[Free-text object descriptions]
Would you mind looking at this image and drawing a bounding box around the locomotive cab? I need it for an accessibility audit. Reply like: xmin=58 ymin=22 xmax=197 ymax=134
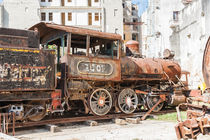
xmin=30 ymin=24 xmax=122 ymax=82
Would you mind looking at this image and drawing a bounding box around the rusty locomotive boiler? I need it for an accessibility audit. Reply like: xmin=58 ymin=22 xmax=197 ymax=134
xmin=0 ymin=23 xmax=188 ymax=121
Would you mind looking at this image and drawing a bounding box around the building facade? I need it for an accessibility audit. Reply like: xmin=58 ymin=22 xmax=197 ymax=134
xmin=141 ymin=0 xmax=210 ymax=88
xmin=170 ymin=0 xmax=210 ymax=88
xmin=0 ymin=0 xmax=123 ymax=36
xmin=0 ymin=0 xmax=40 ymax=29
xmin=141 ymin=0 xmax=184 ymax=58
xmin=123 ymin=0 xmax=141 ymax=46
xmin=40 ymin=0 xmax=102 ymax=30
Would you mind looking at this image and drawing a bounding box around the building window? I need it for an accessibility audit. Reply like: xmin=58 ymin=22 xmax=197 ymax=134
xmin=100 ymin=13 xmax=102 ymax=24
xmin=68 ymin=13 xmax=72 ymax=21
xmin=173 ymin=11 xmax=179 ymax=21
xmin=115 ymin=28 xmax=118 ymax=34
xmin=132 ymin=33 xmax=137 ymax=40
xmin=94 ymin=0 xmax=99 ymax=2
xmin=41 ymin=13 xmax=46 ymax=21
xmin=133 ymin=18 xmax=137 ymax=22
xmin=88 ymin=0 xmax=91 ymax=6
xmin=61 ymin=0 xmax=65 ymax=6
xmin=114 ymin=9 xmax=118 ymax=16
xmin=48 ymin=0 xmax=52 ymax=2
xmin=49 ymin=13 xmax=53 ymax=21
xmin=88 ymin=13 xmax=92 ymax=25
xmin=68 ymin=0 xmax=72 ymax=2
xmin=41 ymin=0 xmax=45 ymax=2
xmin=95 ymin=13 xmax=99 ymax=21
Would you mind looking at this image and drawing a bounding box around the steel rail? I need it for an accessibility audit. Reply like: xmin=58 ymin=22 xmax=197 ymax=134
xmin=11 ymin=109 xmax=175 ymax=129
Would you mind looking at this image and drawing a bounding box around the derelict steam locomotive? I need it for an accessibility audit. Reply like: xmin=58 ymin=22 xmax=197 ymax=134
xmin=0 ymin=23 xmax=187 ymax=121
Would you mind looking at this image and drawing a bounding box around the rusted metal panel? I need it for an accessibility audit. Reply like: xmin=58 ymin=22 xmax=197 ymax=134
xmin=170 ymin=91 xmax=186 ymax=106
xmin=121 ymin=57 xmax=162 ymax=80
xmin=0 ymin=47 xmax=55 ymax=91
xmin=67 ymin=55 xmax=121 ymax=81
xmin=0 ymin=92 xmax=52 ymax=101
xmin=29 ymin=22 xmax=122 ymax=44
xmin=175 ymin=95 xmax=210 ymax=139
xmin=203 ymin=37 xmax=210 ymax=88
xmin=121 ymin=57 xmax=181 ymax=82
xmin=0 ymin=28 xmax=39 ymax=48
xmin=0 ymin=35 xmax=28 ymax=48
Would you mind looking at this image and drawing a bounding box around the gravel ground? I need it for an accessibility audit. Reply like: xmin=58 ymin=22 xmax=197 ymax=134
xmin=14 ymin=120 xmax=210 ymax=140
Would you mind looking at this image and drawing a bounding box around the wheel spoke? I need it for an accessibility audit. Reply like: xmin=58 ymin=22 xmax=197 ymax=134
xmin=89 ymin=89 xmax=112 ymax=116
xmin=92 ymin=96 xmax=98 ymax=101
xmin=118 ymin=89 xmax=138 ymax=114
xmin=146 ymin=95 xmax=164 ymax=112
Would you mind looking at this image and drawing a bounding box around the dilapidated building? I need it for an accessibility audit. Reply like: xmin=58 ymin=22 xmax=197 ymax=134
xmin=0 ymin=0 xmax=123 ymax=36
xmin=0 ymin=0 xmax=40 ymax=29
xmin=141 ymin=0 xmax=210 ymax=88
xmin=123 ymin=0 xmax=141 ymax=43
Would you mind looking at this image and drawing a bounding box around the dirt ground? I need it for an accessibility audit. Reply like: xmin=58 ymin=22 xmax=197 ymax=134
xmin=13 ymin=120 xmax=210 ymax=140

Task directions -> Repeat each line of the records above exactly, but do not copy the pictures.

Answer ->
Would you mind looking at this image and drawing a bounding box around the locomotive cab? I need it for an accessibility audit. Reply like: xmin=58 ymin=22 xmax=197 ymax=134
xmin=30 ymin=24 xmax=122 ymax=82
Would you mind looking at this image and drawing a bounding box around the rusty locomotive boiler? I need it for an accessibility audit. Reply like: xmin=58 ymin=22 xmax=197 ymax=134
xmin=0 ymin=23 xmax=188 ymax=121
Would you mind looking at this image and drawing a bounding box around the building facade? I need it for an accessibility audit. Reply like: xmin=58 ymin=22 xmax=197 ymax=134
xmin=141 ymin=0 xmax=210 ymax=88
xmin=170 ymin=0 xmax=210 ymax=88
xmin=0 ymin=0 xmax=123 ymax=36
xmin=0 ymin=0 xmax=40 ymax=29
xmin=141 ymin=0 xmax=184 ymax=58
xmin=123 ymin=0 xmax=141 ymax=46
xmin=40 ymin=0 xmax=102 ymax=30
Would you mind looking at this image and drawing a bounding box around the building window? I need it for an accessibility audit. Reply like: xmin=58 ymin=22 xmax=197 ymax=134
xmin=100 ymin=13 xmax=102 ymax=24
xmin=68 ymin=13 xmax=72 ymax=21
xmin=173 ymin=11 xmax=179 ymax=21
xmin=115 ymin=28 xmax=118 ymax=34
xmin=132 ymin=33 xmax=137 ymax=40
xmin=94 ymin=0 xmax=99 ymax=2
xmin=41 ymin=13 xmax=46 ymax=21
xmin=133 ymin=18 xmax=137 ymax=22
xmin=88 ymin=0 xmax=91 ymax=6
xmin=61 ymin=0 xmax=65 ymax=6
xmin=114 ymin=9 xmax=118 ymax=16
xmin=48 ymin=0 xmax=52 ymax=2
xmin=49 ymin=13 xmax=53 ymax=21
xmin=88 ymin=13 xmax=92 ymax=25
xmin=68 ymin=0 xmax=72 ymax=2
xmin=41 ymin=0 xmax=45 ymax=2
xmin=95 ymin=13 xmax=99 ymax=21
Would you mind looking at this image and drawing a bounding box around the steel rail? I need it for an accessibility audit. Reply like: xmin=58 ymin=22 xmax=197 ymax=134
xmin=11 ymin=109 xmax=175 ymax=129
Would you mind looking at this image and drawing a bounding box around the derelict steam locomotive? I need it for an accessibility audit. Reply like: xmin=58 ymin=22 xmax=197 ymax=134
xmin=0 ymin=23 xmax=187 ymax=121
Would you mind looking at this image and drawing a bounding box around the rusted metal panel? I need it for an accessibility audit. Reply like: xmin=58 ymin=22 xmax=197 ymax=134
xmin=170 ymin=91 xmax=186 ymax=106
xmin=121 ymin=57 xmax=162 ymax=80
xmin=0 ymin=47 xmax=55 ymax=91
xmin=67 ymin=55 xmax=121 ymax=81
xmin=0 ymin=92 xmax=52 ymax=101
xmin=29 ymin=22 xmax=122 ymax=44
xmin=175 ymin=95 xmax=210 ymax=139
xmin=203 ymin=37 xmax=210 ymax=88
xmin=121 ymin=57 xmax=181 ymax=82
xmin=0 ymin=28 xmax=39 ymax=48
xmin=0 ymin=35 xmax=28 ymax=48
Would you mind looking at this image and drawing a bounding box around the gravel ground? I need it for an accessibility audit. Reply like: xmin=58 ymin=22 xmax=197 ymax=134
xmin=14 ymin=120 xmax=210 ymax=140
Would you mind looking at this image and drawing a bounding box around the wheel spoke? I need it for an accessibility audit. Reply like: xmin=58 ymin=22 xmax=197 ymax=134
xmin=89 ymin=89 xmax=112 ymax=116
xmin=92 ymin=96 xmax=98 ymax=101
xmin=118 ymin=89 xmax=138 ymax=114
xmin=146 ymin=95 xmax=164 ymax=112
Would you mind looking at this image and drawing a bounding box around the dilapidated building? I need it for an accessibility audit. Reply like: xmin=58 ymin=22 xmax=197 ymax=134
xmin=0 ymin=0 xmax=123 ymax=36
xmin=0 ymin=0 xmax=40 ymax=29
xmin=141 ymin=0 xmax=210 ymax=88
xmin=123 ymin=0 xmax=141 ymax=43
Would you mind looking at this image and drawing a bounding box around the dirt ground? I need it for an accessibility audit. Reply like: xmin=58 ymin=22 xmax=197 ymax=134
xmin=13 ymin=120 xmax=210 ymax=140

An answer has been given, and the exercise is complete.